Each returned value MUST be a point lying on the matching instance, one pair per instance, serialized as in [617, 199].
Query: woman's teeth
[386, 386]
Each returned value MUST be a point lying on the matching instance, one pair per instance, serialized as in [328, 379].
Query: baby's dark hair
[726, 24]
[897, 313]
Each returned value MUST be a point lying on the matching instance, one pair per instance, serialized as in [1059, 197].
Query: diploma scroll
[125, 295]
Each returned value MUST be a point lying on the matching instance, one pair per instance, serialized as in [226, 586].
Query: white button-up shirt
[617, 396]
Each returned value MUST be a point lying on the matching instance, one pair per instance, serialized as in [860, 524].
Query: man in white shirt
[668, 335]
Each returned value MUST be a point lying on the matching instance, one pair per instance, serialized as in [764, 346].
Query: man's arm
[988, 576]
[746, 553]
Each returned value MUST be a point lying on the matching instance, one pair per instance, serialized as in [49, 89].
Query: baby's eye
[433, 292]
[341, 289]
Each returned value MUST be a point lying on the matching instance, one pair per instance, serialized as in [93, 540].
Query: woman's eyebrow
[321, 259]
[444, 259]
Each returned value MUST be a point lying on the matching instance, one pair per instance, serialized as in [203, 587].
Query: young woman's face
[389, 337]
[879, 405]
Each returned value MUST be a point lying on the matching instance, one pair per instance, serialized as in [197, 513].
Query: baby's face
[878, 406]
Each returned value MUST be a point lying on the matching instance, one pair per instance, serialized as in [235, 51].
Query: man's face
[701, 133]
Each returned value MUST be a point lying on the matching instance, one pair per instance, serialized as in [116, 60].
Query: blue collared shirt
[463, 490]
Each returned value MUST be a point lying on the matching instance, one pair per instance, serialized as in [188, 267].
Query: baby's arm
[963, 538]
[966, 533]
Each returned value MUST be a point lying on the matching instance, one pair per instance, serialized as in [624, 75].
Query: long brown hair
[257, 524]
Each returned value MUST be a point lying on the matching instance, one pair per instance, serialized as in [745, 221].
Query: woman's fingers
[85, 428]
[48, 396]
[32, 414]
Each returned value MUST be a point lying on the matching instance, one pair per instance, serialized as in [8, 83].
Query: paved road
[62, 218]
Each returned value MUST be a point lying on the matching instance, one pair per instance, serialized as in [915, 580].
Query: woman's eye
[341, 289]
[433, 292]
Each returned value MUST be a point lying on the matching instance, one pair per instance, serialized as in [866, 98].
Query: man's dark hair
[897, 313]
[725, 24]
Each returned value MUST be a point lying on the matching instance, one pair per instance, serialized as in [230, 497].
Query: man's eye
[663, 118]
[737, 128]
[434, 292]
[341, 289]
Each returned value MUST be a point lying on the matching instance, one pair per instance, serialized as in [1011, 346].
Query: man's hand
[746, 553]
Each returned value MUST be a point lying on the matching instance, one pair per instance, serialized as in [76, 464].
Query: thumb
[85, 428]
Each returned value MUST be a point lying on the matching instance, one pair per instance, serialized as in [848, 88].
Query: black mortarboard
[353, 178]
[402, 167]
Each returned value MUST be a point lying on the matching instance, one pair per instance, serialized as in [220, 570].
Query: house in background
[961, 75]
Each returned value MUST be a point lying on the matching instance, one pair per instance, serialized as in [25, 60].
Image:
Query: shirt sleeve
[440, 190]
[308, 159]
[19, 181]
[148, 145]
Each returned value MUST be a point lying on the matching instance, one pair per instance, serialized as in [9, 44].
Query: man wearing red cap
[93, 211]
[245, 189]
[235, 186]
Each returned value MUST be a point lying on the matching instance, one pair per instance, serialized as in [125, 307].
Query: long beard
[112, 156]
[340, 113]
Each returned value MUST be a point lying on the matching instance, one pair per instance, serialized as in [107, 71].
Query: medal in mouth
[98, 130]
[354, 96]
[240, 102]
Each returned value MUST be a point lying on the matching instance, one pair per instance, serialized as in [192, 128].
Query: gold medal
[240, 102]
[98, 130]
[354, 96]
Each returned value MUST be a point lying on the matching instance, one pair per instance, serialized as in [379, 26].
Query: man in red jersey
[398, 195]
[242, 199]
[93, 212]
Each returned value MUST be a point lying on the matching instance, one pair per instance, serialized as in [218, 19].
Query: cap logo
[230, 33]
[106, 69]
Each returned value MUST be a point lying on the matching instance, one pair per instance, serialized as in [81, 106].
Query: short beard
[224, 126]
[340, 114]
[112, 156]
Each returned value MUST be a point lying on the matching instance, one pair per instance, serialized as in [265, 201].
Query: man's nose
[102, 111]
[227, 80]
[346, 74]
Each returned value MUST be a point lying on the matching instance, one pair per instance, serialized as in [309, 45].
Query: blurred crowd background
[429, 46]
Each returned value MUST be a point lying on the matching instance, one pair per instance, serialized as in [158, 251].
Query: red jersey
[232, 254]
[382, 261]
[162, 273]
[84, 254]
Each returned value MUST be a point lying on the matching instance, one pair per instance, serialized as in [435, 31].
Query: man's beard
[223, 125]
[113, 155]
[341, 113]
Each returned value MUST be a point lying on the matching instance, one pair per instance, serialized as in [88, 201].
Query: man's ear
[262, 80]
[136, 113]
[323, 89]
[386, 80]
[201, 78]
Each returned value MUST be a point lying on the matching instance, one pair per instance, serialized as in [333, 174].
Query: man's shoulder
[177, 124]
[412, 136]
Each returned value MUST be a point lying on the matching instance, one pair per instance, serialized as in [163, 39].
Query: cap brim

Set problem =
Reproduce the listing shown above in its entirety, exactly.

Worked answer =
Each returned value MUST be a point lying on the matching instance, one pair per instance, serialized as in [617, 199].
Query: woman's teeth
[386, 386]
Each returned value MUST be a point lying on the matching instance, one pair per instance, serialized as in [328, 379].
Query: baby's dark hair
[726, 24]
[897, 313]
Each returned value MUST be a point lying on the matching instance, one pair per instance, serialized as in [1059, 197].
Query: diploma scroll
[125, 295]
Each returned value MUST be a point lying on the matching instance, one pair per instance, serialized as in [226, 586].
Query: white button-up shirt
[617, 396]
Each returned value MUST be a point lying on the matching instance, one pair per instance, serialized as in [860, 524].
Query: man in white shirt
[668, 335]
Each returned value MUST be a point lying on the matching instance, one pair per instance, serialized as in [764, 346].
Query: man's arm
[988, 576]
[746, 553]
Each returned value MUST be a point lying on the matching instance, one pair per instance, serialized as in [49, 89].
Query: baby's eye
[433, 292]
[341, 289]
Each returned value MUST be a point lying on the matching instance, one pair per instance, serialized as in [93, 540].
Query: woman's eyebrow
[321, 259]
[444, 259]
Each returned value MUST be a point lying on the matching instance, one pair per instance, serialized as in [203, 587].
Query: young woman's face
[389, 337]
[879, 405]
Each returned value MUST be a point lying on the matching instance, one pair per instance, serialized as in [197, 513].
Query: baby's face
[878, 406]
Each returned value MUST be a point lying on the matching instance, one pair per instance, serialized as in [235, 51].
Query: man's face
[701, 133]
Each returned value MUST be a point lying on the matching instance, one pair per instance, serialized as in [116, 60].
Query: blue collared shirt
[463, 490]
Each returned value MUST be a point lying on the matching instance, one pair per instance, serialized as in [188, 267].
Query: baby's arm
[963, 538]
[966, 533]
Each returned value MUST be a point lying on the matching instance, one pair per instance, serialized as in [624, 75].
Query: long brown hair
[257, 524]
Each returned value MUST be a point lying on the matching instance, one pair per instance, serialized as in [745, 221].
Query: woman's fingers
[85, 428]
[48, 396]
[32, 414]
Each returned value MUST be a point lying on the matching instance, one pair per instance, serialized as in [8, 83].
Query: paved road
[62, 218]
Each returned value MUST be a point lying on the matching instance, one pair per instance, serialized as in [915, 580].
Query: woman's eye
[341, 289]
[433, 292]
Each returned value MUST be a point lying on the matching instance, one pair per instance, serialized as in [866, 98].
Query: man's dark hair
[897, 313]
[725, 24]
Each returned value MUST be a point lying on the matching instance, one pair per instance, serialized as in [230, 497].
Query: man's eye
[663, 118]
[737, 128]
[434, 292]
[341, 289]
Each returned value MUST be a point lying on the matching instance, one pair per instance, serialized as in [1011, 346].
Query: man's hand
[746, 553]
Each returned value MUST be a point lying on the matching instance, one pair per instance, serialized as in [76, 464].
Query: thumb
[85, 428]
Each returned value MUST be a point lying on the matching instance, one pair per instance, serialized as in [848, 88].
Query: black mortarboard
[353, 178]
[402, 167]
Each returned value MUST be a point lying on the matching instance, one pair per instance, serialized as in [220, 570].
Query: house in background
[961, 75]
Each returned value MUST be a point lying on the matching instance, one pair per instance, serialized as in [25, 60].
Image:
Query: shirt sleeve
[440, 190]
[308, 159]
[19, 181]
[148, 145]
Each returned value MUST be a point lying on the matching instance, one pair per instance, serialized as in [9, 44].
Query: man wearing red cap
[93, 211]
[245, 189]
[235, 186]
Each returned value MUST be a point lying on the matching instance, one pair per instance, serialized as in [125, 307].
Query: long beard
[112, 156]
[340, 113]
Each returned value MUST be a point lying on the matching instance, one pair per instance, serialized as in [107, 71].
Query: medal in mouth
[98, 130]
[354, 96]
[240, 102]
Each returned value MUST be a point lying on the matching instance, one pair per instance, serialized as in [192, 128].
Query: gold medal
[240, 102]
[98, 130]
[354, 96]
Each returned value MUST be a point lying on the matching instance, one pair per instance, serialized as in [379, 26].
Query: man in red jersey
[398, 195]
[242, 199]
[93, 212]
Each returned value MUST be a point lying on the matching instance, one pair per instance, serialized as in [218, 19].
Query: cap logo
[230, 33]
[106, 69]
Each returned value MUST be a point lying on the matching instance, one pair per instance, serialized as in [81, 106].
Query: short beard
[224, 126]
[340, 114]
[112, 156]
Each returned value MUST be a point lying on the matching instance, one pair per instance, serialized as in [265, 201].
Query: man's nose
[102, 111]
[227, 80]
[346, 74]
Each returned value MUST be a point lying on the matching instance, one pair per instance, serialized as in [309, 45].
Query: blurred crowd background
[429, 46]
Each returned value MUST be a point lying on the matching instance, one pair per instance, serialized as in [158, 251].
Query: red jersey
[232, 254]
[382, 261]
[162, 273]
[84, 254]
Each returned value MUST be a point lying on the matching instance, one pair per instance, serialized as in [435, 31].
Query: man's beard
[223, 125]
[113, 155]
[341, 113]
Each returned value MUST be a point lying on the matching instance, one pair per instance, serialized as in [88, 201].
Query: man's ear
[262, 80]
[136, 113]
[323, 89]
[386, 80]
[201, 78]
Each returned value MUST be a point lying on the matching instance, one pair per instance, serialized as in [333, 174].
Query: man's shoulder
[177, 124]
[412, 136]
Each returned value MUST be a point lying on the matching instance, one pair per instance, serialized as in [163, 39].
Query: cap brim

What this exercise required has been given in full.